▶ _Text passage_
◆ ◆ ◆ ◆ ◆

What a wonderful forum. I joined last night after reading for a few days. I may be older than the average forum member at age 52. I've danced through all the inital stuff with PD and it was an ordeal to get me onto a medication combination of any kind as I FEAR meds. I've been on the same combo for 10 years with only minor adjustments along the way. I've not experienced an actual panic attack in many years now. However this past year I have experienced the depression side of the house, something I never saw coming.
I currently take Nefazodone (generic Serzone) 350mg a day in an uneven split dose and Clonazepam (generic Klonopin) 2mg and night a .25 PRN. I suspect I have a wee filing cabinet in my head that's full of excuses for why I ignore my own symptoms, keep hoping they'll magically disappear or some miracle will occur. I finally called my doc this week. She has always written the my meds, but this time refered me to a psychiatrist. She wants me off any sort of benzo except for possibly .5 mg to use as PRN and to switch the Serzone to Celexa. The Serzone has black box warnings about liver issues and is banned in many countires. But, overall it did give me my life back. There seems to be trend in my area against the use of benzos.
I am hoping to hang around here a bit as we slowly step through this process. The wean down from Klonopin began three nights ago with generic Remeron being the subsitue. I take comfort in the fact that the psychaitrist stressed "slow" change. The biggest fear, of course, is that the panic and anxiety will ramp back up again as all this is happening.

◆ ◆ ◆ ◆ ◆

▶ _Supplied information_
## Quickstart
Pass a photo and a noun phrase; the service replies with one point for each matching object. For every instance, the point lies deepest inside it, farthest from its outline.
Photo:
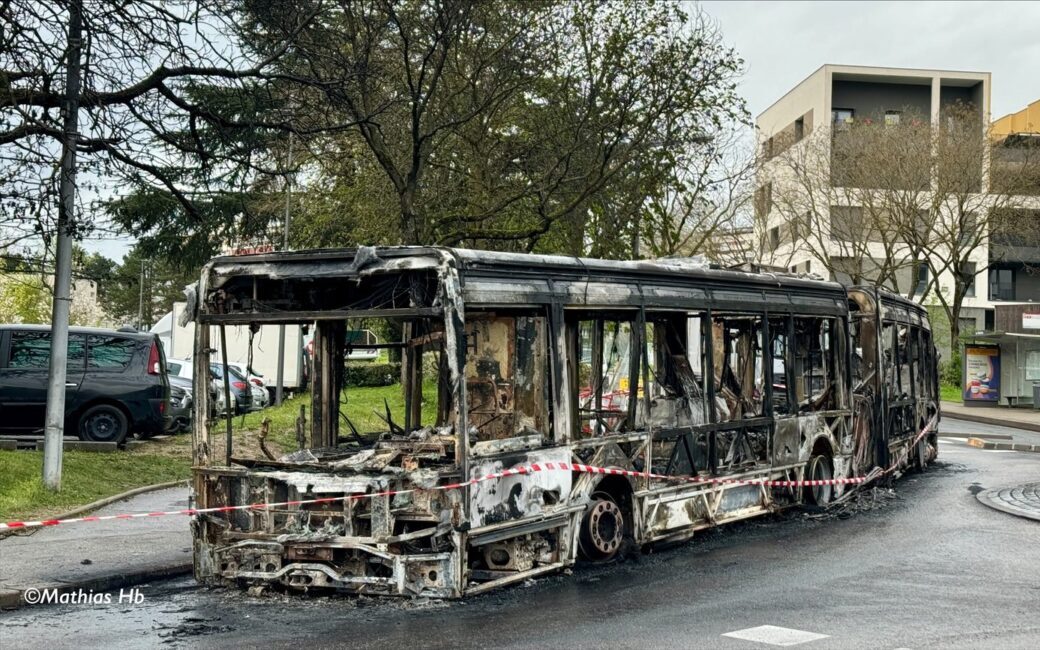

◆ ◆ ◆ ◆ ◆

▶ _Exercise instructions_
Retype the portion of the forum post above that begins with the words "I am hoping" and ends with "this is happening.".

▶ _Result of this exercise_
I am hoping to hang around here a bit as we slowly step through this process. The wean down from Klonopin began three nights ago with generic Remeron being the subsitue. I take comfort in the fact that the psychaitrist stressed "slow" change. The biggest fear, of course, is that the panic and anxiety will ramp back up again as all this is happening.